== Data supplied
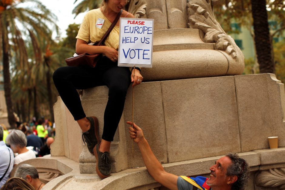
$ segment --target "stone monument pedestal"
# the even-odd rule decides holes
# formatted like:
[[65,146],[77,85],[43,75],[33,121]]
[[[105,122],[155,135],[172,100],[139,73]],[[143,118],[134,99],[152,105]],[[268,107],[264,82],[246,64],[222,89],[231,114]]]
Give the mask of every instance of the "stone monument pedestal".
[[[59,99],[55,106],[57,135],[52,156],[45,159],[64,156],[78,163],[79,172],[63,173],[45,189],[160,187],[148,174],[136,144],[132,158],[132,142],[126,124],[132,118],[132,91],[130,87],[111,144],[112,175],[102,180],[95,173],[95,157],[84,145],[79,126]],[[82,96],[86,115],[98,118],[100,135],[107,92],[106,87],[98,87],[84,91]],[[246,189],[265,190],[268,182],[264,176],[278,180],[273,172],[284,169],[285,148],[281,147],[285,147],[285,93],[284,85],[273,74],[143,82],[135,87],[135,122],[143,129],[155,155],[169,172],[206,176],[215,160],[229,152],[237,152],[250,167]],[[272,136],[279,137],[277,149],[269,149],[267,137]],[[76,165],[74,169],[78,171]],[[131,169],[134,167],[140,168]],[[68,180],[64,177],[68,176]]]

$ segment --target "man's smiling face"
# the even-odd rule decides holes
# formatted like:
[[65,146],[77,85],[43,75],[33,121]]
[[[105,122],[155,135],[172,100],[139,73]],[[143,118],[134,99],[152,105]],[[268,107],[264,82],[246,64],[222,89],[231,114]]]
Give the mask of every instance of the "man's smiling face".
[[216,161],[215,165],[210,168],[211,173],[207,184],[212,188],[226,185],[230,178],[226,175],[227,169],[232,164],[232,161],[227,156],[222,157]]

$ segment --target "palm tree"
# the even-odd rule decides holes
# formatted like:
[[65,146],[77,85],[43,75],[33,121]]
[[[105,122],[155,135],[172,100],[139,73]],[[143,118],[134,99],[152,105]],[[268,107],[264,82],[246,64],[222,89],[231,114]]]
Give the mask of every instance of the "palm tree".
[[[31,8],[18,6],[24,3],[32,3],[35,6]],[[9,68],[12,65],[12,58],[19,69],[23,69],[28,64],[28,56],[26,43],[22,34],[28,34],[29,40],[34,48],[34,55],[36,62],[42,62],[42,53],[38,45],[41,38],[47,38],[51,33],[47,24],[51,24],[57,31],[55,22],[56,16],[52,13],[38,0],[5,0],[0,1],[0,45],[3,55],[4,88],[7,105],[8,120],[13,127],[15,122],[11,98],[11,85]],[[13,44],[15,55],[11,53]],[[28,72],[29,71],[28,71]]]
[[267,20],[266,0],[251,0],[254,41],[261,73],[275,73],[272,44]]

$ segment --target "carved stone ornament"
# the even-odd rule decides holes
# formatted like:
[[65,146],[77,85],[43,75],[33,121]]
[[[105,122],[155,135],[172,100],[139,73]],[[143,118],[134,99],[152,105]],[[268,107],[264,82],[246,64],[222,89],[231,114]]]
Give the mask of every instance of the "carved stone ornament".
[[[221,1],[190,0],[187,4],[188,25],[190,28],[197,28],[203,32],[205,42],[215,43],[214,49],[219,50],[227,57],[230,70],[231,66],[244,65],[244,58],[234,40],[227,35],[215,18],[213,6]],[[230,71],[227,74],[230,75]]]
[[128,12],[133,15],[135,18],[146,18],[146,0],[128,0],[127,3]]
[[256,182],[258,186],[285,189],[285,168],[261,171],[256,176]]

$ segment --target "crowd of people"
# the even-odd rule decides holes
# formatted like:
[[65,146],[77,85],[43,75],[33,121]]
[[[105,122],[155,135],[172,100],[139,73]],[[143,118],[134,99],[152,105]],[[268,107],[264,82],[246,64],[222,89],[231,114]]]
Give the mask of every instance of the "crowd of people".
[[[43,118],[16,125],[15,129],[9,130],[4,125],[0,125],[1,189],[13,189],[14,185],[19,183],[25,187],[23,189],[40,189],[44,184],[39,179],[36,169],[21,163],[50,154],[55,125],[53,126],[48,120]],[[14,177],[9,178],[11,172],[18,165]],[[23,183],[23,179],[27,185]]]

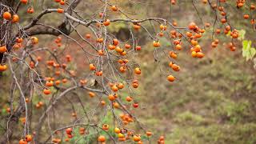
====
### The exercise
Collect each line in the rows above that contains the word "Give".

### Finished answer
Give the mask of every instance of the "stone monument pedestal".
Give the mask of every instance of the "man's smiling face".
Give the mask of every instance of the "palm tree".
Give the mask of every instance of the "carved stone ornament".
Give the mask of every instance of the "crowd of people".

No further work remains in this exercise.